Directions: Write the material out again, line by line, exactly as it is.

=== Task material ===

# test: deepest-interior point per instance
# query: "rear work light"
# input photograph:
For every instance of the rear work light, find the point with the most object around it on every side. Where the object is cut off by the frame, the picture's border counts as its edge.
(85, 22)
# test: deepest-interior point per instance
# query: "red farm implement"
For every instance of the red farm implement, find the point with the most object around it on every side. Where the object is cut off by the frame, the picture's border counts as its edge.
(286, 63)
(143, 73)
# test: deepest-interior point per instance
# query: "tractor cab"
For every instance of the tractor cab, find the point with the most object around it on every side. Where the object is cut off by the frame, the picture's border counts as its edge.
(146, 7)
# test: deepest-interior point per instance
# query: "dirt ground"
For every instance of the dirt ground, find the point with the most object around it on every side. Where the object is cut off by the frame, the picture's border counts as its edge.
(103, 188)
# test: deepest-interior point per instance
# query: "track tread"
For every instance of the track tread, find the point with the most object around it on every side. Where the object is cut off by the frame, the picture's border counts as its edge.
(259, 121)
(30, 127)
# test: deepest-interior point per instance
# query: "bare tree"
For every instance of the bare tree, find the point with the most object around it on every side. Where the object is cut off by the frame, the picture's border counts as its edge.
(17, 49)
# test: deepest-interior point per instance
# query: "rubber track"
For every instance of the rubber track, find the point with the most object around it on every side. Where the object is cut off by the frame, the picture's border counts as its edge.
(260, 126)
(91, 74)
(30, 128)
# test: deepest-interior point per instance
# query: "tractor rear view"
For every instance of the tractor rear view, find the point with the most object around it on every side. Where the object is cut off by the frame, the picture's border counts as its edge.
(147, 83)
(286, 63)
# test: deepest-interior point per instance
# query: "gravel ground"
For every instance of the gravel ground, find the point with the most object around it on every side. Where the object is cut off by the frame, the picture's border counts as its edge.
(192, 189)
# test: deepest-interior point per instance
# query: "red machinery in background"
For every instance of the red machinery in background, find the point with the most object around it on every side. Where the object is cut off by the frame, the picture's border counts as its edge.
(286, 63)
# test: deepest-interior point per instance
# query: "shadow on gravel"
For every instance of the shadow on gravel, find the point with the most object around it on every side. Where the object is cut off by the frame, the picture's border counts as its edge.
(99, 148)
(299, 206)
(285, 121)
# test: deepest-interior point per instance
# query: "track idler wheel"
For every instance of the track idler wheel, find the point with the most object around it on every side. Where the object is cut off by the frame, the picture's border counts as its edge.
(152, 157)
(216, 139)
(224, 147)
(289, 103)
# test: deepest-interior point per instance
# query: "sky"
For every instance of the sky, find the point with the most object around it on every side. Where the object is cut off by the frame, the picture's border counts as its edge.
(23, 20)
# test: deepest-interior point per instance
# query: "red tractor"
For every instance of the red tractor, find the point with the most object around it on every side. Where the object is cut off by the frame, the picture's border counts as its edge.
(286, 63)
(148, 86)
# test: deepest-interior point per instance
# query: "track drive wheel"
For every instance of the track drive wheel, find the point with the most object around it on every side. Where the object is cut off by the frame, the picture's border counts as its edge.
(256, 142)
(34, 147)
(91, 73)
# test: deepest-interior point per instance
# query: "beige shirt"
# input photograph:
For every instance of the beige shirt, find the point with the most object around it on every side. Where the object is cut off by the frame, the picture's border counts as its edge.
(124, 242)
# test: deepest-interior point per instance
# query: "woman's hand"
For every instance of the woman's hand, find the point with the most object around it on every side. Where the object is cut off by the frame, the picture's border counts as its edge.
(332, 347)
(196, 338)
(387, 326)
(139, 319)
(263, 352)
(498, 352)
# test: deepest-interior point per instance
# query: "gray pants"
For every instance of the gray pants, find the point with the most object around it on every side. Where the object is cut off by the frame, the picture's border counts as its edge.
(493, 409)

===

Reply:
# test: deepest-interior point per instance
# query: "rear work light"
# input photograph:
For every instance of the rear work light, find the point with the most object around it on every side. Where the object is cut off by the frame, the picture's border counts as its edge.
(85, 22)
# test: deepest-interior point per instance
# query: "red farm implement"
For every instance of the red farm implement, find the point with the most object around it on every side. Where the object is cut off by the frame, the picture's border counts as its edge.
(286, 63)
(143, 73)
# test: deepest-interior point per instance
# query: "tractor cab"
For every instance of the tractor cab, find the point with the most object around it on every side. Where the object is cut off by the frame, the picture's border counts as its edge.
(146, 7)
# test: deepest-interior point per instance
# query: "dirt ground"
For every instance of the dirt ground, find the point with the most object around it on every side. Where the object is cut off by the frame, the picture's border counts as its edge.
(103, 188)
# test: deepest-interior point per instance
# query: "track tread"
For every instance of the track tread, find the point with the most object around it on every side. Where the object is cut off by the frame, the picture's border counts as its edge.
(259, 121)
(30, 127)
# test: deepest-interior point per instance
# query: "bare tree"
For every instance of the bare tree, find the point with the most object around it on every side. Where the object is cut off by the frame, the picture's border counts as its edge.
(17, 49)
# test: deepest-interior point per instance
# query: "rubber track"
For every instance of the rubber track, find the point with the most object around it on every side. Where the object is cut off by the frame, the picture's border counts as its edge.
(260, 126)
(91, 74)
(30, 128)
# test: deepest-interior point per instance
# query: "tractor rear view"
For every instance of the tractor rear view, find the point with the most object around it on every side. Where the object is cut off by the frame, the picture's border counts as its edge.
(147, 83)
(286, 63)
# test: deepest-interior point per instance
# query: "gravel ground"
For every instance of the gravel ground, find the point with the most object around it on every side. Where the object is cut off by the frame, the picture's border counts as its edge.
(192, 189)
# test: deepest-interior point per instance
# query: "red machinery in background"
For every instance of the red machinery in background, find the point with the most object around it on every side. Where the object is cut off by the frame, the picture's border counts as its edge.
(286, 63)
# test: deepest-interior point per instance
# query: "shadow on gravel"
For every instance of the shadow on gravel, find the point with the most object around it on every side. Where the object is cut off by the frame, the picture's border counts as its edge.
(99, 148)
(299, 206)
(285, 121)
# test: deepest-interior point per instance
# query: "track idler wheel"
For every instance of the track idler wheel, find the point with the most object around it on every side. Where the object is cut off by the frame, the picture's border counts as its edge.
(152, 157)
(216, 139)
(224, 147)
(289, 103)
# test: deepest-interior point per instance
# query: "sky"
For every instance of the sky, find the point with the most object around it on every side. Where the object is cut off by the frame, the picture's border counts as its edge.
(23, 20)
# test: deepest-interior point per instance
# query: "red tractor"
For every instance of the red tractor, find the point with the most object around it on every side. Where the object is cut off by the frame, the picture's border counts as its edge.
(286, 63)
(148, 86)
# test: deepest-interior point per instance
# query: "track drive wheel"
For every instance of the track drive wheel, find the point with the most object around it on every side. Where the object is cut off by the frame, the picture's border counts as its edge.
(256, 142)
(34, 147)
(91, 73)
# test: deepest-interior point per instance
# query: "beige shirt"
# input photograph:
For every instance of the beige shirt, find the point with the most object around it on every side. Where the object is cut off by the frame, the picture's border counts as its edge.
(124, 242)
# test: deepest-interior point per instance
# query: "woman's hand"
For every instance of the woman's hand, find the point with the most object around it on every side. Where the object is cut off by the frame, the picture's border counts as its edge.
(332, 347)
(196, 338)
(387, 326)
(139, 319)
(263, 352)
(498, 352)
# test: deepest-interior point per instance
# query: "gray pants"
For every instance of the gray pants, find the point with the most object around it on every side. Where the object is cut off by the frame, the picture's border counts as its edge.
(493, 409)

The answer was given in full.